_Given problem_. Rewrite the lines from the one containing "the white cloud" through the one containing "column 357, row 138", swapping "pick planner" for "grasp planner". Leave all other text unchanged.

_Pointing dataset excerpts_.
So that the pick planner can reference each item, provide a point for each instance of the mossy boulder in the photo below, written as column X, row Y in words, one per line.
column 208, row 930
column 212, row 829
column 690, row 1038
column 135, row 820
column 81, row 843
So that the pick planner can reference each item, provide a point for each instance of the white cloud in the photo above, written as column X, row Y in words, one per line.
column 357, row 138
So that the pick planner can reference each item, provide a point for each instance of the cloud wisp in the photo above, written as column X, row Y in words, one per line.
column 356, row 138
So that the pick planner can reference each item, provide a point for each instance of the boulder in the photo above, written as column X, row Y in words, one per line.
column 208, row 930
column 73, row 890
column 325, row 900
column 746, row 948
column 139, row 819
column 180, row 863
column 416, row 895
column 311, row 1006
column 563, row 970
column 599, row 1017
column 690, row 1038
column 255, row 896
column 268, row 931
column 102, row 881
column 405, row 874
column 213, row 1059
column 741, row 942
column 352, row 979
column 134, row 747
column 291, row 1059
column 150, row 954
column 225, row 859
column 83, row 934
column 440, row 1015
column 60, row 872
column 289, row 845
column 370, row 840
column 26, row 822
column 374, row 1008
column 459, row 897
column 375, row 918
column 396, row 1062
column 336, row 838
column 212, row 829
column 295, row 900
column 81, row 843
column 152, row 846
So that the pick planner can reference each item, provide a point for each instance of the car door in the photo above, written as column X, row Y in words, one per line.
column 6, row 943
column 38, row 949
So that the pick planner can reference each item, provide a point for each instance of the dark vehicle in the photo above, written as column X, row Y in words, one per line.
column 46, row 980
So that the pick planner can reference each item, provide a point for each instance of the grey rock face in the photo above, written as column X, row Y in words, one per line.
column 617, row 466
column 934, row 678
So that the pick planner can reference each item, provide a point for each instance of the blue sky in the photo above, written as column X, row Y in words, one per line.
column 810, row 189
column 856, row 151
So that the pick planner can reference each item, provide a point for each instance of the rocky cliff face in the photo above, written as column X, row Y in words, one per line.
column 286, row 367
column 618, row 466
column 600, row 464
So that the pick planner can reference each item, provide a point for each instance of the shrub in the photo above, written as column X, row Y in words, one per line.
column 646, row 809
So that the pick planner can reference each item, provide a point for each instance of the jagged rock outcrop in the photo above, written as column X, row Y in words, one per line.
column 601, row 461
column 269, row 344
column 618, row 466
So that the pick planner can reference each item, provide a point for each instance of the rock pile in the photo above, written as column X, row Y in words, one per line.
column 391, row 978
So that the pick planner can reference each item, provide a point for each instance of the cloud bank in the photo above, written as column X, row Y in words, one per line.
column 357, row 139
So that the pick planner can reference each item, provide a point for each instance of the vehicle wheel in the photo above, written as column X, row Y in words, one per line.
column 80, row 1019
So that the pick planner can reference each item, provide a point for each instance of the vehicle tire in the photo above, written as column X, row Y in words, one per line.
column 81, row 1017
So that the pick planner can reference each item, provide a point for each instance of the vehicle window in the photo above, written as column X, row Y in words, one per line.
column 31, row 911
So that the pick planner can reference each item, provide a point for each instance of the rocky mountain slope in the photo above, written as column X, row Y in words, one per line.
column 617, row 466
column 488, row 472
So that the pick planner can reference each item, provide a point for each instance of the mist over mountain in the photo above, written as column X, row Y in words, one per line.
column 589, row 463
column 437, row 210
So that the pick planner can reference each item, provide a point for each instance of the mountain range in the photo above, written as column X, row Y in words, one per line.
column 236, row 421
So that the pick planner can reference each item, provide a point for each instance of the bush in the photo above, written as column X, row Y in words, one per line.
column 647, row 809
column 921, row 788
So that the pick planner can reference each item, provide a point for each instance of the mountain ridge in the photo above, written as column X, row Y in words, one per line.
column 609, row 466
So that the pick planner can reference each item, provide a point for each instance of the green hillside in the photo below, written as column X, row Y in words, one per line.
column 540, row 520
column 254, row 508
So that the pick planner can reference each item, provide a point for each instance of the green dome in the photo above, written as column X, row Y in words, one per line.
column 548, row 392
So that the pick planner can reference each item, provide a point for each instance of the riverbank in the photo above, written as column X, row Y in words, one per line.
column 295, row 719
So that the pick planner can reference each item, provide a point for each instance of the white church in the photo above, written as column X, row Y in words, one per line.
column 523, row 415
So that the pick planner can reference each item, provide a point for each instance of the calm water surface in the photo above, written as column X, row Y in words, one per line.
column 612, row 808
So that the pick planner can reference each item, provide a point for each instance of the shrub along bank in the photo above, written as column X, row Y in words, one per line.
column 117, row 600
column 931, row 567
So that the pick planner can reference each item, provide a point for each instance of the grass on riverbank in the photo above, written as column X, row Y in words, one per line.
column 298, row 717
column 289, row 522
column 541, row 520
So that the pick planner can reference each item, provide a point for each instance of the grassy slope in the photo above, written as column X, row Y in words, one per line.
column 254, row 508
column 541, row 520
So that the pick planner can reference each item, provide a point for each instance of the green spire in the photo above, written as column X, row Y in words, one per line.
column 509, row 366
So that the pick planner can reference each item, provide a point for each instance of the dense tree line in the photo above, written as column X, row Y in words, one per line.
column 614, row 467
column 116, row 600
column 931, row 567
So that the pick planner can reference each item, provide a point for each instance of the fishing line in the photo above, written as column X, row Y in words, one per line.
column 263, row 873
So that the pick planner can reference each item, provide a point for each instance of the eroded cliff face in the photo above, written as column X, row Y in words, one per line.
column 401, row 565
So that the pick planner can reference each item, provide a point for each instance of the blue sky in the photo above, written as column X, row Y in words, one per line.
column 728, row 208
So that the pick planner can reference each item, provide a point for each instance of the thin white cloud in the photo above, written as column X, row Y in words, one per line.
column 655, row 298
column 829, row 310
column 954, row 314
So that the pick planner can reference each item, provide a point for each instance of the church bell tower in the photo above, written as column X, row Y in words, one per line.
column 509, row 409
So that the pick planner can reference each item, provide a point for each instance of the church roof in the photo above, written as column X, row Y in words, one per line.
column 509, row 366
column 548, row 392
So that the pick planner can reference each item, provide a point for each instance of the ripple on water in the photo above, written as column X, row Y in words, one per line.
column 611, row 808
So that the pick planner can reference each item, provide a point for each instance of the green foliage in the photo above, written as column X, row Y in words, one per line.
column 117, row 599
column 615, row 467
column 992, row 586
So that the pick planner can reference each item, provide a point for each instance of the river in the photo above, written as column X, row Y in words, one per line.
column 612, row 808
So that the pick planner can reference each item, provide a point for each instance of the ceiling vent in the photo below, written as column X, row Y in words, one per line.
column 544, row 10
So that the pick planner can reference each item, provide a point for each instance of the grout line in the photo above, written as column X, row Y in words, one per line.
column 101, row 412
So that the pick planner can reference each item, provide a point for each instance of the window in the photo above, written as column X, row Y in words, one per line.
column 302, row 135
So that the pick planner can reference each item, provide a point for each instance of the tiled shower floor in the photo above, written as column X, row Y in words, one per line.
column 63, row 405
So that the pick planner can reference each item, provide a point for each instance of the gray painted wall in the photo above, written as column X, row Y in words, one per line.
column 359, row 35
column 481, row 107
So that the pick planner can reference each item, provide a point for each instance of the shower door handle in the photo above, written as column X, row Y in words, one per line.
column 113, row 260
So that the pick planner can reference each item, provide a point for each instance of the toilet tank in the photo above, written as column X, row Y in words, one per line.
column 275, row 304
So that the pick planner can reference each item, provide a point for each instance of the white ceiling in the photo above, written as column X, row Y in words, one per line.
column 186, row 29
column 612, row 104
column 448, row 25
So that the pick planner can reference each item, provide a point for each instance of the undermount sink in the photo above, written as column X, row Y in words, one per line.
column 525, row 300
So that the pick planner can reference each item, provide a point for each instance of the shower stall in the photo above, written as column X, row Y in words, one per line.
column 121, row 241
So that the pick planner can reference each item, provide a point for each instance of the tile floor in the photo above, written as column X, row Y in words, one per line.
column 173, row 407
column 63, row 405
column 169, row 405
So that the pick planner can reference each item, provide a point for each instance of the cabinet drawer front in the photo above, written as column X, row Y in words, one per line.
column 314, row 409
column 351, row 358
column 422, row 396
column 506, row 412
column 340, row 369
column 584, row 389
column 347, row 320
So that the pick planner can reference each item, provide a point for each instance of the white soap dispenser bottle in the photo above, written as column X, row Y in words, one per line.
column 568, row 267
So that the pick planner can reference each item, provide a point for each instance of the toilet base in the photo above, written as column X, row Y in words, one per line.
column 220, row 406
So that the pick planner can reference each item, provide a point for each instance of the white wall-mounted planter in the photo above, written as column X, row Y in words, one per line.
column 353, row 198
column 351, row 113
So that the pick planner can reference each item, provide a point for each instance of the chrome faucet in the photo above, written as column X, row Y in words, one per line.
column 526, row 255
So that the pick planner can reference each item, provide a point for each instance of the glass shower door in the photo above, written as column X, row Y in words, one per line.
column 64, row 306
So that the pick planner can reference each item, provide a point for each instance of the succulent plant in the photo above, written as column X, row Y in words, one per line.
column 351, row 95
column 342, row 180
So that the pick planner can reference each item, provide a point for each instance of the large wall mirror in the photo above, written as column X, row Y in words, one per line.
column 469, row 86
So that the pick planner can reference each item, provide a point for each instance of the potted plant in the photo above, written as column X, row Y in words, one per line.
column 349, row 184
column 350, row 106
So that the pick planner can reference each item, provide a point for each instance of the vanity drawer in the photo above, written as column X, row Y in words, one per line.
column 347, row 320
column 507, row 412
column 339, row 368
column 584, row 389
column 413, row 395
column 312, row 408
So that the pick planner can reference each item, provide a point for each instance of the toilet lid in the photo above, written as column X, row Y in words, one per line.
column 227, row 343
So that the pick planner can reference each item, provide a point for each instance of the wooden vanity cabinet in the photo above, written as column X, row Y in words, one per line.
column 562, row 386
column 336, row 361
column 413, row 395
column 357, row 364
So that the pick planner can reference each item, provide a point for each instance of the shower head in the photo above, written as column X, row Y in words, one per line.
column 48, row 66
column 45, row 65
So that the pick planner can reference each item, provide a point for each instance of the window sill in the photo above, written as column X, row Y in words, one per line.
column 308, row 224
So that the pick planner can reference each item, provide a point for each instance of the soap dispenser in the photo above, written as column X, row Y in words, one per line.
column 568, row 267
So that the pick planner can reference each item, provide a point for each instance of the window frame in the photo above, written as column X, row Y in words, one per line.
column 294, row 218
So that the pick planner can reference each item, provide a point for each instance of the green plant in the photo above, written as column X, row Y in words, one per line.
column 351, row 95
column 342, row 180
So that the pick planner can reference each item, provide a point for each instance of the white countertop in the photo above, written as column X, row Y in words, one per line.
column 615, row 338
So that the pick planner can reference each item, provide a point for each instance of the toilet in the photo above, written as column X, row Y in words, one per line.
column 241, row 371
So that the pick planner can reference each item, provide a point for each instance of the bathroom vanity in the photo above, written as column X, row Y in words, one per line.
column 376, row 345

_Response_.
So that the grasp planner can reference each item, provide a point for each instance of the white cloud in the photo above, written as column X, row Y in words, one per line.
column 357, row 138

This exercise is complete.